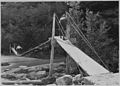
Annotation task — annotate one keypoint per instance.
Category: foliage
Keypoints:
(96, 29)
(26, 23)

- Your objective: Word for word, repeat the data above with the pictures left out.

- Response box:
Annotation task — annotate one keypoint per instance.
Category: foliage
Keypoints:
(96, 29)
(26, 23)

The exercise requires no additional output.